↓

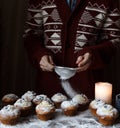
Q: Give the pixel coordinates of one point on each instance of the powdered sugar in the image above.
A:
(21, 103)
(66, 104)
(59, 97)
(9, 110)
(68, 88)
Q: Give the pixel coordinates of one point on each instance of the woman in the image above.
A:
(84, 34)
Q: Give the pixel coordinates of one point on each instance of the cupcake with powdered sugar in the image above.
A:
(24, 106)
(39, 98)
(29, 95)
(45, 110)
(9, 115)
(58, 98)
(94, 105)
(69, 108)
(82, 101)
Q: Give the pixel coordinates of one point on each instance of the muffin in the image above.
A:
(9, 99)
(69, 108)
(107, 114)
(94, 105)
(9, 115)
(58, 99)
(29, 95)
(45, 110)
(24, 106)
(82, 101)
(39, 98)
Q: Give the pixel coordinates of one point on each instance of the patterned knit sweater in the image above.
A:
(53, 29)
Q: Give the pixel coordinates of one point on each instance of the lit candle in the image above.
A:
(103, 91)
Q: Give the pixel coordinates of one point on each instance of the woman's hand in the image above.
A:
(84, 61)
(46, 63)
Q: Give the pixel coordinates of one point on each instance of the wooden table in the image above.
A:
(81, 120)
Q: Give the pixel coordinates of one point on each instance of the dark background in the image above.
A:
(16, 73)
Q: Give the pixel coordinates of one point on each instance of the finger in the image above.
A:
(51, 60)
(79, 59)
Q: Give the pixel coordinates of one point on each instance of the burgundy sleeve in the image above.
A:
(33, 35)
(109, 40)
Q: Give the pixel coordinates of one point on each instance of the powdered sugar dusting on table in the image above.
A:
(82, 120)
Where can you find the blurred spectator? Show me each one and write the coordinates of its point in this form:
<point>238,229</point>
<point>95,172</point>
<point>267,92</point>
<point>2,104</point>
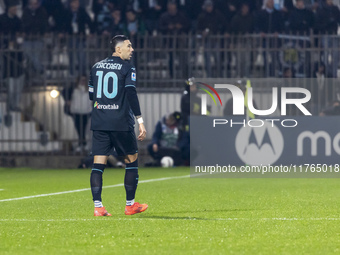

↑

TASK STATEMENT » Whenever the string "woman" shows up in a line of the records, copy that line.

REPLY »
Q: Give the pixel coordinates of one point on each instance of the woman in the image above.
Q: Give the pixel coordinates of one point on each instance of the woman's hand in the image above.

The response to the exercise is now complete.